**INSTRUCTIONS TO FOLLOW:**
Repeat each record exactly, skipping the pictures.

**ENTRIES SUPPLIED:**
= Beginning of Section =

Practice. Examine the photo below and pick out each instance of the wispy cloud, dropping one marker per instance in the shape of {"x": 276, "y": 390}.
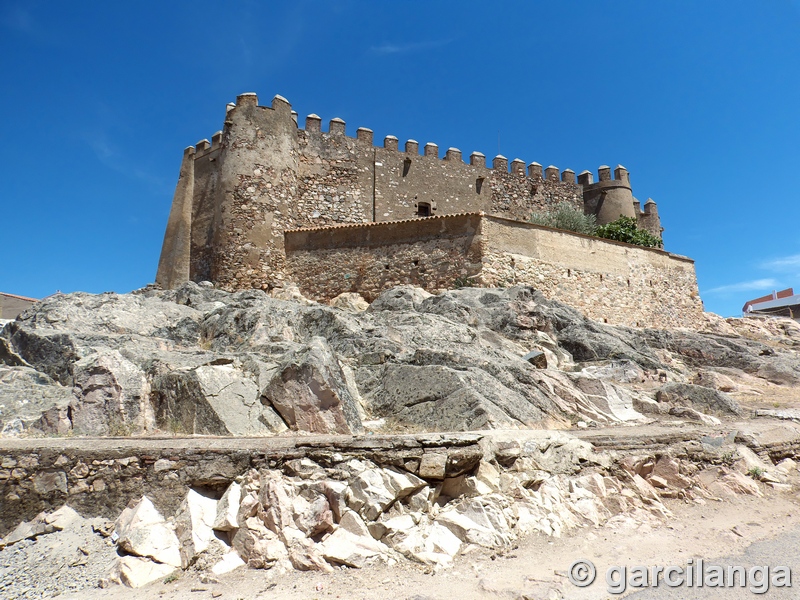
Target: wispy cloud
{"x": 408, "y": 47}
{"x": 755, "y": 285}
{"x": 112, "y": 157}
{"x": 787, "y": 263}
{"x": 18, "y": 19}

= End of Section =

**YOUR RESPONSE:**
Practice. Examine the photo below and pick out each instance of the wispy cloud, dropping one marker per instance in the shape of {"x": 276, "y": 390}.
Target: wispy cloud
{"x": 408, "y": 47}
{"x": 755, "y": 285}
{"x": 112, "y": 157}
{"x": 787, "y": 263}
{"x": 18, "y": 19}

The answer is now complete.